Referring expression data
########################################
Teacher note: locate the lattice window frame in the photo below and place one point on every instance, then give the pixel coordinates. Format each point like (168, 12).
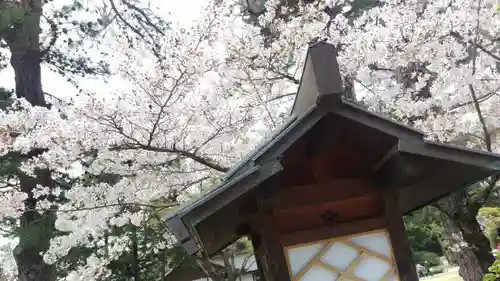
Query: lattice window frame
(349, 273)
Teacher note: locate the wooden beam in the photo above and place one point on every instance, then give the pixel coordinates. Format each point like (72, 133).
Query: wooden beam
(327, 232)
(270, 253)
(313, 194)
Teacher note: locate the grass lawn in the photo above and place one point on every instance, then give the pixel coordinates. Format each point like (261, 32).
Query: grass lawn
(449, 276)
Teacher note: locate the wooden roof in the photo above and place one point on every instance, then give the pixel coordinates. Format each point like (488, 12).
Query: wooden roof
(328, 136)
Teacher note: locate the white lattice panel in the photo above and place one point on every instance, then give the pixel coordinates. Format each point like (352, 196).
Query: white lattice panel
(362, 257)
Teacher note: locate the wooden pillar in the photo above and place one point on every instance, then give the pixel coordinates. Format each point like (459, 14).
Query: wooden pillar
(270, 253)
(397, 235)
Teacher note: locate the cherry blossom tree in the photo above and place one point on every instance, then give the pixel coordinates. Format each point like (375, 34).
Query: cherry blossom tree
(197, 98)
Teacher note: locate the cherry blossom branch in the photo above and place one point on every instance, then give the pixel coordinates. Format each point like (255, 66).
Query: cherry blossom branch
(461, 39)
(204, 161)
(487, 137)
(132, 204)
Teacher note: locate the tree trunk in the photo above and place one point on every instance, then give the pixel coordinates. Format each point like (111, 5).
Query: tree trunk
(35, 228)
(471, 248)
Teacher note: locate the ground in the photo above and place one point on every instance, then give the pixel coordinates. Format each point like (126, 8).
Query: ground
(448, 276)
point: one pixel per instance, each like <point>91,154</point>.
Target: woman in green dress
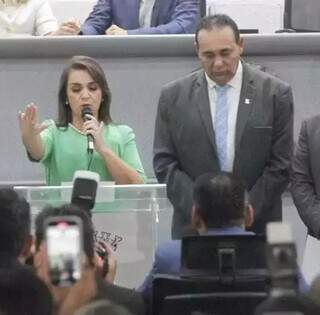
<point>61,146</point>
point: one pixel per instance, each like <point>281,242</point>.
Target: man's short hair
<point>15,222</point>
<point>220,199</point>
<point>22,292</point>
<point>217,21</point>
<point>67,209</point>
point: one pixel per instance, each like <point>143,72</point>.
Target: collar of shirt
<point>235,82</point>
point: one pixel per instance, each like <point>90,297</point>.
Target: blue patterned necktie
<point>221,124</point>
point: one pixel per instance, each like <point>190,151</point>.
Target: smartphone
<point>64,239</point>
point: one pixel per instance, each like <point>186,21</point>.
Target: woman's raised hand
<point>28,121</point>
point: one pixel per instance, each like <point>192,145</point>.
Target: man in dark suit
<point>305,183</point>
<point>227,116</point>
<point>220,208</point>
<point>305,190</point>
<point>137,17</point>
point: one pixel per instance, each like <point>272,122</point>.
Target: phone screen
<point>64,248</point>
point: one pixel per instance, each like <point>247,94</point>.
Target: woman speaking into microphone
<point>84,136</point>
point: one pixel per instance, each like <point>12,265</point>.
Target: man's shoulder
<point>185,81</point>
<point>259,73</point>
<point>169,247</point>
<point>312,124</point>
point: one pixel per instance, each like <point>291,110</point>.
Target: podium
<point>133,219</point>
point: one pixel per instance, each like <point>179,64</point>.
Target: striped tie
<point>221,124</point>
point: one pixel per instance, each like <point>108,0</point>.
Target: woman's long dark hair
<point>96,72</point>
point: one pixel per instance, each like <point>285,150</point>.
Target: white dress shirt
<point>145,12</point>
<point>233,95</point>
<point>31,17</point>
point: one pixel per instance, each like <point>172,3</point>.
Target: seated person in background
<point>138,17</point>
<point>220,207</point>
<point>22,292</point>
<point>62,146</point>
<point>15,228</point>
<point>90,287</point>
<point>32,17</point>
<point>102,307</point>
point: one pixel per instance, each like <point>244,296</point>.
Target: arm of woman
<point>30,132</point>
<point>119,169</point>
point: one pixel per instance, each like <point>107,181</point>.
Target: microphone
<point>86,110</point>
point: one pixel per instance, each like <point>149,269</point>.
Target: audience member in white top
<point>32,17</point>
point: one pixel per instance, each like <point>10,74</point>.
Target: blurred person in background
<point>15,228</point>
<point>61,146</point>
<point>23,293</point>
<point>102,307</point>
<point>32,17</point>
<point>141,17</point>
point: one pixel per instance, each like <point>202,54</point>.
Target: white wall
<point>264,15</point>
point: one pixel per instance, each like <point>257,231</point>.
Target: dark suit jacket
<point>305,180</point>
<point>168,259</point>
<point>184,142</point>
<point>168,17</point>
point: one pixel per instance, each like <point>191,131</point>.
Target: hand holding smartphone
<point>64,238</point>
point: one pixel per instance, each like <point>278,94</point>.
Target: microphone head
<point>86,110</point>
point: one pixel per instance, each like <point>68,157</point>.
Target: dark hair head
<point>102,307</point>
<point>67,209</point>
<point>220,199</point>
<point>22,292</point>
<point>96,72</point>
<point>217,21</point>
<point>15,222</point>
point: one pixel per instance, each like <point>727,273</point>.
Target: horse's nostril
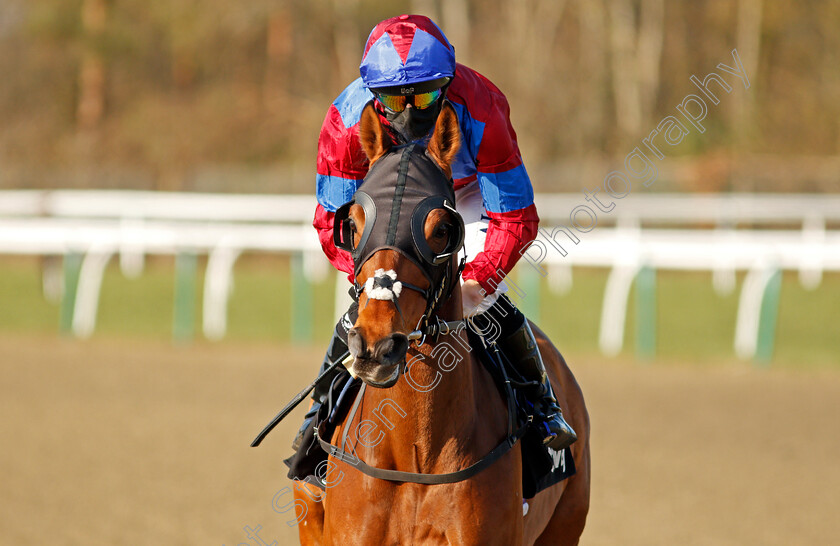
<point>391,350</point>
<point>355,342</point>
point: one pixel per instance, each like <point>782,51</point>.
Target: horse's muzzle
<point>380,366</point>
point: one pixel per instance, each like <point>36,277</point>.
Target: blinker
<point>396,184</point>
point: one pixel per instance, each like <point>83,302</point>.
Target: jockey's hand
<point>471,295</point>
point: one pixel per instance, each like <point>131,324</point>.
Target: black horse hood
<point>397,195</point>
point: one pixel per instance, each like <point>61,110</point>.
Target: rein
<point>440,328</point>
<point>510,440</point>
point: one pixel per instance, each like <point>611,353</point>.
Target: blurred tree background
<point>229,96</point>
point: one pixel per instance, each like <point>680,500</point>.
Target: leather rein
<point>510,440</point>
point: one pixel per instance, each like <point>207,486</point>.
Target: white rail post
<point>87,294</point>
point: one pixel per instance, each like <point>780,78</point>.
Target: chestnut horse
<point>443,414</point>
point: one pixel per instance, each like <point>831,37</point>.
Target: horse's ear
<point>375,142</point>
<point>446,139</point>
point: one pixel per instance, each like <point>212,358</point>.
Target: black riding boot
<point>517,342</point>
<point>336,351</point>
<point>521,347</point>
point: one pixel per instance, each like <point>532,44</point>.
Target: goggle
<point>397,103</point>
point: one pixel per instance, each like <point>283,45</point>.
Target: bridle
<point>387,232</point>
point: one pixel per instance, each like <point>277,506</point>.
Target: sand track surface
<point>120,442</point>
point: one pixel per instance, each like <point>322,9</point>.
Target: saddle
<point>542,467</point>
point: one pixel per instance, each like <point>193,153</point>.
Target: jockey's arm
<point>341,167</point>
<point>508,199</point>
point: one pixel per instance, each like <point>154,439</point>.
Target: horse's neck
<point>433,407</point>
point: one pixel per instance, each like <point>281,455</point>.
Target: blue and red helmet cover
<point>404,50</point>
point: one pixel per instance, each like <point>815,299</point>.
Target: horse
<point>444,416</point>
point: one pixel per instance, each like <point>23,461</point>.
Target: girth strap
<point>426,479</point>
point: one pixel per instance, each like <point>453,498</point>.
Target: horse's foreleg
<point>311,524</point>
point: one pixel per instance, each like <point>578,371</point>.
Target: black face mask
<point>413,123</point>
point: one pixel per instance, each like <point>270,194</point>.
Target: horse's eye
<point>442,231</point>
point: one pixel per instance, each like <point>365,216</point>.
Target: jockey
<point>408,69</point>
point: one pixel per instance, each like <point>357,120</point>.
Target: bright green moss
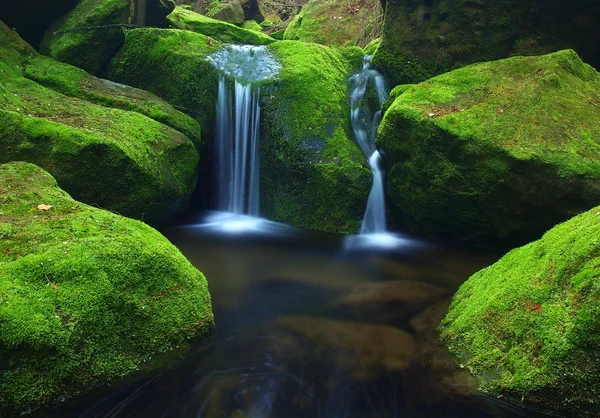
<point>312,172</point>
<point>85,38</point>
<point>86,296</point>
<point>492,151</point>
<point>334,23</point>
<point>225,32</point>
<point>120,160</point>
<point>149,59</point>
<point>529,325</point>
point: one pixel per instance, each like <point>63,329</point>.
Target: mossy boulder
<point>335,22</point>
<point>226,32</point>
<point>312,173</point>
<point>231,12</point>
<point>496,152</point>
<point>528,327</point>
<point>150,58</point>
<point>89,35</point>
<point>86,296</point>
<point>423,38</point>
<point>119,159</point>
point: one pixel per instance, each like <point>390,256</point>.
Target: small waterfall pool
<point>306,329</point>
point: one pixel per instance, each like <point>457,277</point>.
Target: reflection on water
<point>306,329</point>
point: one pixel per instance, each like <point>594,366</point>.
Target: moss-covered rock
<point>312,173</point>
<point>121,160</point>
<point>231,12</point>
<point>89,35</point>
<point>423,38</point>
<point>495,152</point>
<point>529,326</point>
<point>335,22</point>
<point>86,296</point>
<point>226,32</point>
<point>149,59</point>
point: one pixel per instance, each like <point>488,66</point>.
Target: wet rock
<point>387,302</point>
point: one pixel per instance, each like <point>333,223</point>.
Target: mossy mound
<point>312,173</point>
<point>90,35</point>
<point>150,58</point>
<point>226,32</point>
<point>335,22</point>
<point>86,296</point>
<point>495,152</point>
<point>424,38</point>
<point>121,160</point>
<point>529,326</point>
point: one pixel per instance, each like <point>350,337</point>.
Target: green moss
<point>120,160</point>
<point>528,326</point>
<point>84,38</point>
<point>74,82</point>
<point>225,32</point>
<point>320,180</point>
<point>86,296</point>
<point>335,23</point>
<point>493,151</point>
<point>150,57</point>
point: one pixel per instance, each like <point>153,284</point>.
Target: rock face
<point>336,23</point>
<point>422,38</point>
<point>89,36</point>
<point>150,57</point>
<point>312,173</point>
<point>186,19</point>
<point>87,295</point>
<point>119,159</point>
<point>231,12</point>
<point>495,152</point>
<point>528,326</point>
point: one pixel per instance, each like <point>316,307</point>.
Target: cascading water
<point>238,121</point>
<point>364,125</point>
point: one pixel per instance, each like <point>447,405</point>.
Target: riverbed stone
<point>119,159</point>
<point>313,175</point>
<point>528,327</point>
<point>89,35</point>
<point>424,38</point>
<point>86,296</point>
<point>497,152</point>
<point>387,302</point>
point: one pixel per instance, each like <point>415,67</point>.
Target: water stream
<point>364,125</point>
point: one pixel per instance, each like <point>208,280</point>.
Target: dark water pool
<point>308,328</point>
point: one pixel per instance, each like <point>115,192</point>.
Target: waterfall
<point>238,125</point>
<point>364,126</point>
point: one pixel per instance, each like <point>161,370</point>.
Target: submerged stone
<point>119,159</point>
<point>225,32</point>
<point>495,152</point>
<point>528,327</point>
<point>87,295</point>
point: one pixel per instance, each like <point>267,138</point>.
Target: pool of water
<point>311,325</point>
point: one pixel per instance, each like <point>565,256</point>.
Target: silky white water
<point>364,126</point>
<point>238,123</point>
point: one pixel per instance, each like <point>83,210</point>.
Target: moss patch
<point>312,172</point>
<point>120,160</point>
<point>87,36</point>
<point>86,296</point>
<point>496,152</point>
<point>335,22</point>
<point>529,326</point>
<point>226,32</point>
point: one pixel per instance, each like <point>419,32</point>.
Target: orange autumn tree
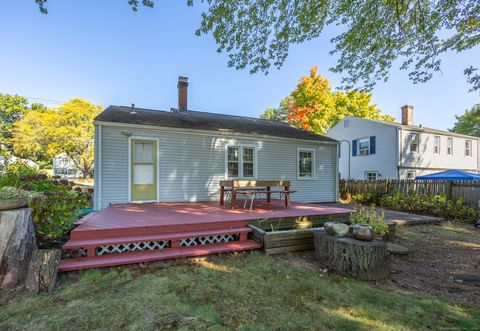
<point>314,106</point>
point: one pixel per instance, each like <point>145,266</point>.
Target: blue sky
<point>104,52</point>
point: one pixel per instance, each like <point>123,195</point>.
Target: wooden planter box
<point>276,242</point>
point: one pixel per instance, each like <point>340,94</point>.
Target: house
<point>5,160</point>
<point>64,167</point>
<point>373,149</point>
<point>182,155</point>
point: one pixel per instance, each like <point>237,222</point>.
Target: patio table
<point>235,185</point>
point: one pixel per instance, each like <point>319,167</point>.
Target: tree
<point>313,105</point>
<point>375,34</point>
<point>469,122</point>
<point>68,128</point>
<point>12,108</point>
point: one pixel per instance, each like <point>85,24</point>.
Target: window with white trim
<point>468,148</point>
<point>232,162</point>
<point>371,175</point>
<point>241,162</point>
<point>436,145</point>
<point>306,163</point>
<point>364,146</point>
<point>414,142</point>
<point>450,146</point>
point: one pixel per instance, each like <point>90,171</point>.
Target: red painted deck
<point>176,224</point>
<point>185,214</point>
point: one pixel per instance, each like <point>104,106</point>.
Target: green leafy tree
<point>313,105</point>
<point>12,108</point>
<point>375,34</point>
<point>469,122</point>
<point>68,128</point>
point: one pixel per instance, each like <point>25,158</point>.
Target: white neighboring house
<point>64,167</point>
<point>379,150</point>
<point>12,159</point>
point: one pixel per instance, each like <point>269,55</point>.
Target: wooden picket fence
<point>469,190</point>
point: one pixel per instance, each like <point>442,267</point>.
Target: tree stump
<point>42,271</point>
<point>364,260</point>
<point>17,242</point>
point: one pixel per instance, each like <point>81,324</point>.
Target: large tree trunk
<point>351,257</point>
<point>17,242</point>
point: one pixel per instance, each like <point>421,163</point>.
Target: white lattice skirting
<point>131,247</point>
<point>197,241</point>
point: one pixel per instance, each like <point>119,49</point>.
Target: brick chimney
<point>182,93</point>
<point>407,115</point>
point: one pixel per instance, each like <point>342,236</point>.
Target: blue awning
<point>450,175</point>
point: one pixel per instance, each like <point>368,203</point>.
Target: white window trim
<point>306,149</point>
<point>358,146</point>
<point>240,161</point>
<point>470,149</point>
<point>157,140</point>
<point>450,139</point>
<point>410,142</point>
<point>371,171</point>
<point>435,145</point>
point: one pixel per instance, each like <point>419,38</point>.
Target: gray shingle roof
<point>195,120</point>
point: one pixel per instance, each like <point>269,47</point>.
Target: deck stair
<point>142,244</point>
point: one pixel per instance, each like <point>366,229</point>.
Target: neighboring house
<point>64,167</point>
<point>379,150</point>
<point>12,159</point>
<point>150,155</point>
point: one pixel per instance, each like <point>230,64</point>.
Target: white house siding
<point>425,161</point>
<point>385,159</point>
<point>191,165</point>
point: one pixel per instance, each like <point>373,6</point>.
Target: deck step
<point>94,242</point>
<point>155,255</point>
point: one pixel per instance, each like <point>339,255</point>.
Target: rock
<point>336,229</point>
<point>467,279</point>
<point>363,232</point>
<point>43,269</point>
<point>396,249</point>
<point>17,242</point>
########################################
▶ REQUIREMENT
Set down again, word for word, every line from the one with "point: one pixel per instance, each like <point>578,371</point>." to the one with "point: one pixel per instance, each like <point>63,329</point>." in the entries above, and omit the pictures.

▶ WRITTEN RESPONSE
point: one pixel per instance, each like <point>578,371</point>.
Target: black face mask
<point>413,123</point>
point: one pixel per instance, each like <point>270,194</point>.
Target: horse's eye
<point>442,231</point>
point: one pixel per instance, each like <point>365,216</point>.
Target: jockey
<point>408,69</point>
point: one pixel per instance, each like <point>357,120</point>.
Target: bright green moss
<point>312,172</point>
<point>85,38</point>
<point>86,296</point>
<point>492,151</point>
<point>334,23</point>
<point>225,32</point>
<point>120,160</point>
<point>149,59</point>
<point>529,325</point>
point: one pixel per instance, each like <point>63,329</point>.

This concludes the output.